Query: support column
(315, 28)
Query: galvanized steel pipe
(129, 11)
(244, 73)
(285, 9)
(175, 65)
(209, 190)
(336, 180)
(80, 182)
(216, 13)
=-=-=
[Exercise aim]
Set down the whole listing again, exactly as it was given.

[Answer section]
Query: support column
(315, 28)
Query: galvanized steel pipe
(129, 11)
(244, 73)
(285, 9)
(175, 65)
(209, 190)
(336, 180)
(80, 182)
(216, 13)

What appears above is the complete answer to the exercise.